▸ **WHAT IS EXPECTED**
Go through the lines below. Copy those with "face".
(DATA TO EXAMINE Opens)
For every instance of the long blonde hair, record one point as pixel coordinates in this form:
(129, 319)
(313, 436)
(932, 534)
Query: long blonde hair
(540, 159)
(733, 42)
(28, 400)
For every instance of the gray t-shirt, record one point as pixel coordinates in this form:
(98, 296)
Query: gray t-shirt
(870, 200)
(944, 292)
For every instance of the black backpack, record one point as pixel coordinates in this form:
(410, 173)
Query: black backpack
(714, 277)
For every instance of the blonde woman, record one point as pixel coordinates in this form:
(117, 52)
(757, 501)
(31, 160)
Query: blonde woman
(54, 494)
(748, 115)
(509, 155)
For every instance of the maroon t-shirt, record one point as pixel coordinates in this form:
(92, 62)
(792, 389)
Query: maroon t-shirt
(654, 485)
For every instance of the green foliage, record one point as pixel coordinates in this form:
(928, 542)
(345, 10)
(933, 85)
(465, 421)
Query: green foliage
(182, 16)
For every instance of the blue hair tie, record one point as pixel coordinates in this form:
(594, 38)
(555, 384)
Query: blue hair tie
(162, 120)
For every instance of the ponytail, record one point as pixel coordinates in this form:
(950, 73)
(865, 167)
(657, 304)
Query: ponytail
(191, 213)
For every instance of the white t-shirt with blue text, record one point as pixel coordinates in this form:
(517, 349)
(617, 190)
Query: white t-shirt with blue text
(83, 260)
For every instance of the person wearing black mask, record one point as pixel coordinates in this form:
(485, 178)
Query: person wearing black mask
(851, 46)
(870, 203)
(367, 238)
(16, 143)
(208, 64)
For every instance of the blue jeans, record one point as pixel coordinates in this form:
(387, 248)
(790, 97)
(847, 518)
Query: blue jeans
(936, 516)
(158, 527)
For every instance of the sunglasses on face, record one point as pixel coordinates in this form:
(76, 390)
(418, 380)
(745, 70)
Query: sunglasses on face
(DATA TO EXAMINE Closes)
▸ **RESULT FOR THIS TASK**
For every instance of the sunglasses on face, record one point as pixel coordinates in this form:
Query: sunglasses on face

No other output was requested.